** BEGIN DOCUMENT SECTION **

Damascus set for a bloody May

Drawing by Alexei Iorsh

Drawing by Alexei Iorsh

Analysts believe embattled Syrian President Basher Assad might face competition from within his family as the next elections approach.

Some Arab experts predict that this May in Damascus may become the bloodiest month in Syria that country has ever seen in those more than three years of uprising.

As the date of presidential elections in Syria comes closer a possibility of massive rebels attack on Damascus and its suburbs rises.

Perhaps this very fact reportedly forced Assad to pull out his troops from Aleppo.

All this field developments are taking place on the backdrop of a growing split inside the inner circle of Assad’s family. There are some rumours about very strained relations between Asaad and his cousin Rami Makhluf.

Rami reportedly has lost a big part of his $14 billion that was allegedly transferred with the help of Russian banks in Ukraine and Belarus where money were deposited in a very tricky way in various local banks (this information needs more verification).

** END DOCUMENT SECTION **
** BEGIN DATA TO USE **

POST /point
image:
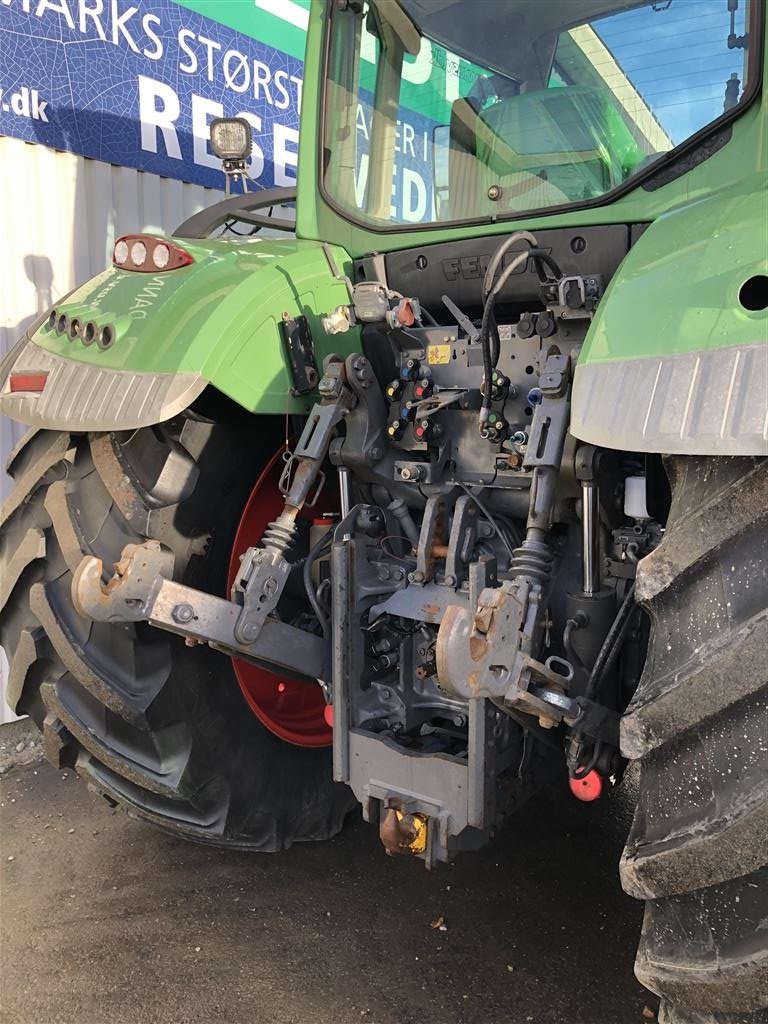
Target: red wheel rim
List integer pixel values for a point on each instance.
(295, 712)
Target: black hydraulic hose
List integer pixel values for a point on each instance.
(570, 627)
(541, 257)
(547, 736)
(496, 259)
(491, 519)
(306, 572)
(612, 643)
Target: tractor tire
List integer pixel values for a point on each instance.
(698, 723)
(153, 725)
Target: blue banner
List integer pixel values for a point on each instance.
(138, 84)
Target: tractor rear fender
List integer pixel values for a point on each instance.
(174, 332)
(676, 357)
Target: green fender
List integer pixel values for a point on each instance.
(675, 360)
(175, 332)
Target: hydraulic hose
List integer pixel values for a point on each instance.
(306, 573)
(487, 281)
(485, 328)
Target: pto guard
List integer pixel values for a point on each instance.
(171, 334)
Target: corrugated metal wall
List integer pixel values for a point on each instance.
(59, 215)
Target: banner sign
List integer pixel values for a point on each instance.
(137, 84)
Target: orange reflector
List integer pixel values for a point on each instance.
(587, 788)
(28, 382)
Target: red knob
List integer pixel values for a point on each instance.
(587, 788)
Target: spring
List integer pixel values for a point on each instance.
(280, 535)
(532, 558)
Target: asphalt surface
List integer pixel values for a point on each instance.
(105, 921)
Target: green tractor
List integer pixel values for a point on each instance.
(458, 487)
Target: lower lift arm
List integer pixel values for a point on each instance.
(141, 589)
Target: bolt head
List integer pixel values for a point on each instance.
(182, 613)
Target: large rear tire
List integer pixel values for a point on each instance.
(152, 724)
(697, 848)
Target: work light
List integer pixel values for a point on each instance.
(230, 138)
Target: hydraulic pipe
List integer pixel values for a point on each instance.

** END DATA TO USE **

- [LIST OF TASKS]
1. In the article about Damascus, which city did Assad reportedly pull his troops out of?
2. Extract every line of the records that contains the string "hydraulic".

- [ANSWERS PER TASK]
1. Aleppo

2.
Target: black hydraulic hose
Target: hydraulic hose
Target: hydraulic pipe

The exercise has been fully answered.